### Set exercise
Quote the whole listing verbatim.
★ ★ ★
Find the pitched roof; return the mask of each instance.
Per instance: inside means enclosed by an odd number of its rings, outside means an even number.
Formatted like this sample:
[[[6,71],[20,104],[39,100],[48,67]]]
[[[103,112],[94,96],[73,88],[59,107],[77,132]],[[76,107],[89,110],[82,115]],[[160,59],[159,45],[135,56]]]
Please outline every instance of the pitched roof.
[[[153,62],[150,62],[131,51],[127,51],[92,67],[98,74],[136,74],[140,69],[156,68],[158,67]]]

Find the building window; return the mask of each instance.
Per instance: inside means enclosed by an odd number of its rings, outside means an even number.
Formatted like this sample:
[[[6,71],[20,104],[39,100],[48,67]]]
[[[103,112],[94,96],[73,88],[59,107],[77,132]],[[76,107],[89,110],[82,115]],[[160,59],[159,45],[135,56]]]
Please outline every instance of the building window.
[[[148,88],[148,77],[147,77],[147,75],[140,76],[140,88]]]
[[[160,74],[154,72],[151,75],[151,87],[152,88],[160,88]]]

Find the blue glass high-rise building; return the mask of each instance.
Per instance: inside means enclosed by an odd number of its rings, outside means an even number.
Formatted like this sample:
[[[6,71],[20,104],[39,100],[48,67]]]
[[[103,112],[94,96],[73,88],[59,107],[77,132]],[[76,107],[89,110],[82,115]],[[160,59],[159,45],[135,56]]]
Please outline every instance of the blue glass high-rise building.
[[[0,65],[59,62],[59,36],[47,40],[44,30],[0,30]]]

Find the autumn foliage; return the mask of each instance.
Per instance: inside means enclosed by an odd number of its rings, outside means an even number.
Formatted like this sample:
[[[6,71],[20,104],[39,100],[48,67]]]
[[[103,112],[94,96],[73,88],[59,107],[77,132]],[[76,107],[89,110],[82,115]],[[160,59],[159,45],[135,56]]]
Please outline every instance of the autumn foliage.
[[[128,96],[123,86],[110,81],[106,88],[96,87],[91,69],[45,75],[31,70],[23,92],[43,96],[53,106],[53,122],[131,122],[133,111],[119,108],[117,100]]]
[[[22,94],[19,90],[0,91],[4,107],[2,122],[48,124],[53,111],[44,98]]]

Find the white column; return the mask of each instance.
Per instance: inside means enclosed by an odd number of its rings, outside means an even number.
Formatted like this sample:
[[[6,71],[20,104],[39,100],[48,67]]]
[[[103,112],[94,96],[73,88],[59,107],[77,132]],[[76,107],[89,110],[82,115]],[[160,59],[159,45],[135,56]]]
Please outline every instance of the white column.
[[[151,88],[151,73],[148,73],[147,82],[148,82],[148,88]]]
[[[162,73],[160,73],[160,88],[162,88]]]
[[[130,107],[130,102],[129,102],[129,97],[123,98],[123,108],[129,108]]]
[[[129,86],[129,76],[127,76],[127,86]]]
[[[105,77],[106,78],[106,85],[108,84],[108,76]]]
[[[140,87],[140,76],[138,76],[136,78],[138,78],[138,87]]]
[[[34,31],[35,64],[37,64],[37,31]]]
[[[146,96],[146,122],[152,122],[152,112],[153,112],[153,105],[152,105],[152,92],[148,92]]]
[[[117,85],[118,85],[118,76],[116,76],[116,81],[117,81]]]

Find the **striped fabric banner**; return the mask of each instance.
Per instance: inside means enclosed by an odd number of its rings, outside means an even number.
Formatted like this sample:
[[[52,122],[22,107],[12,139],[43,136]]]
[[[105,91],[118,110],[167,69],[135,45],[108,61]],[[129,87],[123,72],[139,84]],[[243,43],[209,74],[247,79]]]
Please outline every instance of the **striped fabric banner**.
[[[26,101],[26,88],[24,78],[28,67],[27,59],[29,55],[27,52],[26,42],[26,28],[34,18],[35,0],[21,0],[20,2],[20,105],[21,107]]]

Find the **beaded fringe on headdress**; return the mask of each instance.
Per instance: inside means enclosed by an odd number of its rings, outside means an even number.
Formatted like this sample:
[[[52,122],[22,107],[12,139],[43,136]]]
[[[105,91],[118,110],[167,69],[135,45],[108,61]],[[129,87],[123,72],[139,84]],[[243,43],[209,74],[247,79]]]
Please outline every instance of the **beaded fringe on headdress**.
★ ★ ★
### Correct answer
Find the pitched roof; return the mask of each instance.
Per instance: inside means enclosed by an odd number of its rings, outside means an even number.
Formatted like this sample:
[[[6,71],[20,104],[39,100],[48,67]]]
[[[103,112],[94,96],[73,88],[59,107],[77,132]],[[76,107],[89,110],[82,115]],[[160,59],[159,45],[135,56]]]
Please outline every instance of the pitched roof.
[[[153,62],[150,62],[131,51],[127,51],[92,67],[98,74],[136,74],[140,69],[156,68],[158,67]]]

Find the building window; return the mask of each instance.
Per instance: inside means enclosed by an odd number of its rings, outside means an even number.
Formatted like this sample:
[[[6,71],[20,104],[39,100],[48,67]]]
[[[103,112],[94,96],[73,88],[59,107],[77,132]],[[76,107],[89,110],[82,115]],[[160,59],[159,45],[135,56]]]
Please outline every instance of the building window.
[[[148,88],[148,77],[147,77],[147,75],[140,76],[140,88]]]
[[[160,74],[154,72],[151,75],[151,87],[152,88],[160,88]]]

Find the blue glass high-rise building; return the mask of each instance.
Per instance: inside means enclosed by an odd number of its rings, outside means an even number.
Formatted like this sample:
[[[6,71],[20,104],[39,100],[48,67]]]
[[[103,112],[94,96],[73,88],[59,107],[77,132]],[[76,107],[89,110],[82,115]],[[160,59],[159,45],[135,56]]]
Please outline every instance of the blue glass high-rise building.
[[[0,65],[59,62],[59,36],[47,40],[44,30],[0,30]]]

Find the autumn foliage; return the mask of each instance.
Per instance: inside means enclosed by an odd number of its rings, outside means an even number.
Formatted like this sample:
[[[6,71],[20,104],[39,100],[48,67]]]
[[[103,112],[94,96],[73,88],[59,107],[77,132]],[[76,107],[89,110],[82,115]],[[160,59],[159,45],[135,56]]]
Please outline every instance of the autumn foliage.
[[[128,96],[123,86],[110,81],[106,88],[96,87],[91,69],[45,75],[31,70],[23,92],[43,96],[53,106],[53,122],[131,122],[133,111],[119,108],[117,100]]]
[[[22,94],[19,90],[0,91],[4,107],[2,122],[48,124],[53,111],[44,98]]]

Find the white column; return the mask of each instance.
Per instance: inside means enclosed by an odd number of its rings, outside means an even number.
Formatted like this sample:
[[[6,71],[20,104],[39,100],[48,67]]]
[[[103,112],[94,96],[73,88],[59,107],[77,132]],[[76,107],[89,110],[82,115]],[[160,59],[159,45],[135,56]]]
Please outline every instance of the white column.
[[[151,88],[151,73],[148,73],[147,82],[148,82],[148,88]]]
[[[162,73],[160,73],[160,88],[162,88]]]
[[[130,107],[130,102],[129,102],[129,97],[123,98],[123,108],[129,108]]]
[[[129,86],[129,76],[127,76],[127,86]]]
[[[105,77],[106,78],[106,85],[108,84],[108,76]]]
[[[140,87],[140,76],[138,76],[136,78],[138,78],[138,87]]]
[[[34,31],[35,64],[37,64],[37,31]]]
[[[146,96],[146,122],[152,122],[152,112],[153,112],[153,105],[152,105],[152,92],[148,92]]]
[[[117,85],[118,85],[118,76],[116,76],[116,81],[117,81]]]

Find the **striped fabric banner**; return the mask of each instance.
Per instance: inside means enclosed by an odd number of its rings, outside means an even number.
Formatted like this sample:
[[[52,122],[22,107],[12,139],[43,136]]]
[[[105,91],[118,110],[167,69],[135,45],[108,61]],[[129,87],[123,72],[139,84]],[[243,43],[209,74],[247,79]]]
Please outline every instance of the **striped fabric banner**.
[[[26,101],[26,88],[24,78],[28,67],[27,59],[29,55],[27,52],[26,42],[26,28],[34,18],[35,0],[21,0],[20,2],[20,105],[21,107]]]

Find the **beaded fringe on headdress**; return the mask of each instance.
Per instance: inside means enclosed by an odd number of its rings, outside means an even number.
Formatted like this sample:
[[[52,122],[22,107],[12,139],[43,136]]]
[[[105,91],[118,110],[167,69],[135,45],[108,61]],[[129,87],[123,72],[139,84]],[[243,43],[209,74],[247,79]]]
Please outline every instance of the **beaded fringe on headdress**.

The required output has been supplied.